━━ Quoted passage ━━
We're Not Losing God—We're Losing the Lie Part Three: The Weaponization of Nostalgia
By Will Blaze, Ana Lytical, Artie Phischel, & Al Gorithm
This is Part 3 of a 5-part series calling out the weaponization of faith, the hijacking of truth, and the illusion of moral authority in America. Each piece builds toward a spiritual reckoning and a refusal to stay silent.
Inspired by Ben Stein's viral commentary and everything it represents; this series doesn't pull punches. It speaks from the soul. Read them all or just one—just don't stay quiet.
We've all heard it.
"Back in my day…" "When America was still good…" "When people respected the flag, the cops, and their elders…"
Nostalgia used to be a soft ache for home. Now it's a political weapon. And it's being used to wage war on the present.
━━━
• _Work item_: Please carry on the essay about nostalgia as a political weapon from its last sentence.
━━ Study material ━━
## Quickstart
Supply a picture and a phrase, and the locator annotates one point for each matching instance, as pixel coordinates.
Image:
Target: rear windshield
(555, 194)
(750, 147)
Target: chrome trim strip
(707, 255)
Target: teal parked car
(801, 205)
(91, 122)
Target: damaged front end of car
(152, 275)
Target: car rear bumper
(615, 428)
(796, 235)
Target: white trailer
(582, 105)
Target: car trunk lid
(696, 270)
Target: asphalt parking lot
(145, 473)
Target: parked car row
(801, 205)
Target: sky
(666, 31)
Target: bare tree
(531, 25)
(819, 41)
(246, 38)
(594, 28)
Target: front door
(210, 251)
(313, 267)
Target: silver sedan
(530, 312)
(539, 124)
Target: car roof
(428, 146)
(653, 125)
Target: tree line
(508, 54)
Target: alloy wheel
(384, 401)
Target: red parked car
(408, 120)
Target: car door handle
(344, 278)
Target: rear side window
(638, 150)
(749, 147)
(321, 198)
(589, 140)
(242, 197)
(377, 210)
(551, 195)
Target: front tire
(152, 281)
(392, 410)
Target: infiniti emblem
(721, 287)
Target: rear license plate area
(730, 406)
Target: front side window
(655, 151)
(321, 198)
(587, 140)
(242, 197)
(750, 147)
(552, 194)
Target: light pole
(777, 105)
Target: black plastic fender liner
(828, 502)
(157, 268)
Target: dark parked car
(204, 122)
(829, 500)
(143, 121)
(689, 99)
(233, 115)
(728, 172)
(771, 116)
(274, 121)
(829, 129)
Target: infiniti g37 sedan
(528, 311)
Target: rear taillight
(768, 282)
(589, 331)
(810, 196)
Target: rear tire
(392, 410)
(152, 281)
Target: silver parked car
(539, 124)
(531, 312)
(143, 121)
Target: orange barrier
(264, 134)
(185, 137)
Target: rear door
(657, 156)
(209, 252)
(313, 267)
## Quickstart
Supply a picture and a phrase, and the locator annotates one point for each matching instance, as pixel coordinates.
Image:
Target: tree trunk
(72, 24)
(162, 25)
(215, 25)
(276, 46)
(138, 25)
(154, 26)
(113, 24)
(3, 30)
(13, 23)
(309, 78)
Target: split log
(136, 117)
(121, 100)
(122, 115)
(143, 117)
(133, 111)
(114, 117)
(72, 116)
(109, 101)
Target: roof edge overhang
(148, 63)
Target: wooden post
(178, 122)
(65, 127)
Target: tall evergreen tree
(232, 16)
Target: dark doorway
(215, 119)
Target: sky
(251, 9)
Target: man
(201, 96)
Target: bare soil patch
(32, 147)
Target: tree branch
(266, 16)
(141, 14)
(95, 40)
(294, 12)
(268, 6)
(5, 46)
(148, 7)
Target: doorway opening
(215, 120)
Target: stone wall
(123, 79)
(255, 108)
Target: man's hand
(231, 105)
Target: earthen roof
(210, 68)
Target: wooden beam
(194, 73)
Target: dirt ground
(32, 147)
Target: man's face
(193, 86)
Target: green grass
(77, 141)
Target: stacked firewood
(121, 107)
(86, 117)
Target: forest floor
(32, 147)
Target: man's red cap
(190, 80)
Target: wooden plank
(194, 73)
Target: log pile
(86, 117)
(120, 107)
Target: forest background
━━━
• _Answer for this exercise_:
When Ben Stein and others like him speak of the "America they grew up in," they want you to imagine a Norman Rockwell painting—but they never show you what was outside the frame. The segregated drinking fountains. The women silenced in kitchens. The queer kids hiding who they were. The immigrants called "invaders." The factory workers told to shut up and be grateful.
That America never had a soul. It had a script.
And now that script is falling apart—and they can't handle it.
Nostalgia Is a Marketing Tool for Authoritarianism Trump's return was sold not as a leap forward, but as a reset. "We're going to restore American greatness." "We're going to bring back law and order." "We're going to make men strong again and women traditional again."
Every word of that is code for: We want control back.
They miss the days when truth was censored at the dinner table. When corporate greed was cloaked in morality. When oppression was called "order."
And now, in 2025, we're seeing what happens when nostalgia is policy:
Books banned.
Trans youth erased.
Protest labeled terrorism.
Dissent equated with treason.
Billionaires writing laws while calling it "liberty."
Religion taught like science.
History rewritten for white comfort.
It's not a return to greatness. It's a return to obedience.
Nostalgia Is the Drug of the Privileged For the oppressed, the past was survival. For the powerful, it was "the good old days."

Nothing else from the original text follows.